● GIVEN REQUEST: Convert all of the lines below into a two-column CSV with the columns instruction and coordinates. Put each instruction line and the coordinate lines after it in one row, wrapping each field in double quotes and replacing the line breaks inside a field with spaces.

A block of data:
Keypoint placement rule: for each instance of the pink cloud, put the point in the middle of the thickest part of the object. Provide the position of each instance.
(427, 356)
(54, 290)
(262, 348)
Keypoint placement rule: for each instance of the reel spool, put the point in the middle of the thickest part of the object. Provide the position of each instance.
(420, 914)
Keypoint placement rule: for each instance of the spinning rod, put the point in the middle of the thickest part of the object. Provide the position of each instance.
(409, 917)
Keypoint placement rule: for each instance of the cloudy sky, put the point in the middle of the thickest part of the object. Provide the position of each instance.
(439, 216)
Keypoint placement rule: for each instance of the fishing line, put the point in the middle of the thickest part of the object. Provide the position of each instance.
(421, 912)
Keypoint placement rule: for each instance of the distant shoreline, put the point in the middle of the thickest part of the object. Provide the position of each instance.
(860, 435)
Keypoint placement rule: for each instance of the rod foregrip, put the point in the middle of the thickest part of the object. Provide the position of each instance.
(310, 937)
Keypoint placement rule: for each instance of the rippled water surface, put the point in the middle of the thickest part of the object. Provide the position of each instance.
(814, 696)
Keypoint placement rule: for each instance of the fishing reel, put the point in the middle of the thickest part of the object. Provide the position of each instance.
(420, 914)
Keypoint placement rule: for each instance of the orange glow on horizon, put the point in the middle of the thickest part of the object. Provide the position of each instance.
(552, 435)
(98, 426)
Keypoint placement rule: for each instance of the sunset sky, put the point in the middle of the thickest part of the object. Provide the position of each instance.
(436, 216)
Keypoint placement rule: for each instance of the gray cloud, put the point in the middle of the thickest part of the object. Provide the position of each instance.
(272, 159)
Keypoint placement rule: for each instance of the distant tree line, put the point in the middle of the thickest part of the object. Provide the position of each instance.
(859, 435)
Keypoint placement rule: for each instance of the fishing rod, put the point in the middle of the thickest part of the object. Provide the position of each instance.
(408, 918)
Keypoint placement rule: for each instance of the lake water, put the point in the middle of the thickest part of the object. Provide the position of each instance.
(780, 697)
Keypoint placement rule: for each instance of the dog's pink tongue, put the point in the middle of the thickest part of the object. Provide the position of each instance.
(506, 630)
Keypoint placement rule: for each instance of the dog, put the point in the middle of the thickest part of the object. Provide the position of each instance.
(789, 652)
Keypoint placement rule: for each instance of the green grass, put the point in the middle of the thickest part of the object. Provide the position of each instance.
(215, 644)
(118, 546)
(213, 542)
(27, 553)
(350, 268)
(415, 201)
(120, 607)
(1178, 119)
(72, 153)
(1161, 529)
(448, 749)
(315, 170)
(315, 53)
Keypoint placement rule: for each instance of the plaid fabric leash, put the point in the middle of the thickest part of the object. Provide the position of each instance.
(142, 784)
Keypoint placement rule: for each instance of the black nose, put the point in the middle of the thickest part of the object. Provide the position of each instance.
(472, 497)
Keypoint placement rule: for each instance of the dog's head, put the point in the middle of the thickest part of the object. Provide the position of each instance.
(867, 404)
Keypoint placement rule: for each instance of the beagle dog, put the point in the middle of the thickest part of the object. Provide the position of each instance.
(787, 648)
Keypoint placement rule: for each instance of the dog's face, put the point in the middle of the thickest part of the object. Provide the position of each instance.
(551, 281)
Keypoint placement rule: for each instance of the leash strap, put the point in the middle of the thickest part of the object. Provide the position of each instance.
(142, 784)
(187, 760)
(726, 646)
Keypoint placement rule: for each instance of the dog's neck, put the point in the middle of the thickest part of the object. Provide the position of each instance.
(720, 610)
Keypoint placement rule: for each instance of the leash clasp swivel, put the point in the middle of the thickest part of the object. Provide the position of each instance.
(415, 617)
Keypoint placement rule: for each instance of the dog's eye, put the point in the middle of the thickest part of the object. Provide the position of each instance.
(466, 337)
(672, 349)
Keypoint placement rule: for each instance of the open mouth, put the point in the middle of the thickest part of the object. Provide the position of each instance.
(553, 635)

● COMPLETED EXERCISE:
instruction,coordinates
"Keypoint placement rule: for each instance of the pink cloud, put the point in the middle of the thickest part of the object. Provide the position of each instance.","(427, 356) (54, 290) (262, 348)"
"Keypoint placement rule: for each instance of the reel spool, put the point in the middle of the thickest part of the object. Provide the position of each instance.","(420, 914)"
"Keypoint placement rule: for each instance of the spinning rod, put the point in the middle of the thickest part of the object. Provide the position of each instance.","(409, 917)"
"Keypoint placement rule: for each instance of the cloudy sky, put the point in the middle of the thickest part of the object. Provide the position of each instance.","(439, 216)"
"Keypoint placement rule: for each instance of the fishing line, put the point in the middle of the thickest part of the object. Provide the position of each instance.","(421, 912)"
"Keypoint placement rule: for each instance of the distant shoreline, put the point in the middle of the thickest part of the object. Provide the position of each instance.","(860, 435)"
"Keypoint placement rule: for each instance of the rod foregrip, put the point in the middle of the thickest part of the object. Provide the position of each instance.","(310, 937)"
"Keypoint placement rule: for each instance of the rippled water surface, put the point in the middle of the thickest part of the object. Provide the position of each instance.","(814, 696)"
"Keypoint placement rule: for each instance of the fishing reel, put the point in the middle of the thickest part of the object. Provide the position of each instance.","(420, 914)"
"Keypoint placement rule: for each instance of the orange glow on horizon, put the point in the middle of the thickest part of the object. Provide the position of each instance.","(552, 435) (98, 426)"
"Keypoint placement rule: for each instance of the sunset sky, put the point in the middle of the thickest part of the object. Provide the position of each instance.","(436, 216)"
"Keypoint placement rule: for each instance of the gray cloud, put the point in the middle of the thickest part of the object. Provide the position of each instance.","(272, 159)"
"Keypoint placement rule: for each instance of the distant tree line, put the point in the middle of the thickest part of the object. Provide the position of each instance.","(859, 435)"
"Keypoint placement rule: for each instance of the fishing rod, put the point in the middle of the thickest part of the object. Provide the position of each instance.","(408, 918)"
"Keypoint placement rule: for each instance of the lake water, put the point in the middle of the thickest part of the object. Provide the position of each instance.","(780, 697)"
"Keypoint placement rule: for each instance of the dog's pink tongue, put the point in the middle of the thickest part of the object. Provide the position of each instance.","(506, 630)"
"Keypoint placement rule: for each instance of the dog, put the point in the middle of the thickest part of the object. Provide the position of each instance.","(789, 652)"
"Keypoint placement rule: for each instance of the green grass, put the point in the middle of the thickest part of the object. Provide the position of each instance.","(215, 644) (118, 546) (213, 542) (27, 553) (350, 268) (415, 201) (120, 607) (1178, 119) (72, 153) (1161, 529) (448, 749) (315, 170) (315, 53)"
"Keypoint placement rule: for each instance of the plaid fabric leash, put the point in the middle of the thickest part of the object. Provide the position of each instance.","(142, 784)"
"Keypoint placement rule: for each instance of the black nose, put the point in the middle of the thickest part of the object. Provide the position of each instance.","(472, 497)"
"Keypoint placement rule: for each instance of the dog's head, put the point in the middle of the thickest part of the object. Provide the position of each instance.","(867, 404)"
"Keypoint placement rule: for each instance of the beagle dog, put the point in the middle of the thickest part of the object. Provide the position of each instance.","(787, 648)"
"Keypoint placement rule: for each instance of the dog's face, put the point in the middle of the thickest part of the object. Provide the position of each instance.","(551, 281)"
"Keypoint placement rule: for each instance of the leash strap, put the point in the middle of the thickest part of the object. Provide the position of each instance.","(142, 784) (187, 760) (726, 646)"
"Keypoint placement rule: for each instance of the dog's neck, put the point in the middle of the thickest part of the object. Provide the position of each instance.","(720, 610)"
"Keypoint placement rule: for each instance of the leash clasp swivel, put the point in the middle of the thickest part of the object. Provide the position of each instance.","(415, 617)"
"Keypoint placement rule: for each instance of the dog's eye, put the point in the middle of the thickest part of the object. Provide the position of each instance.","(466, 337) (672, 349)"
"Keypoint placement rule: for each instance of the open mouth, put the point in the middle of the thickest part of the object. Provide the position of each instance.","(553, 635)"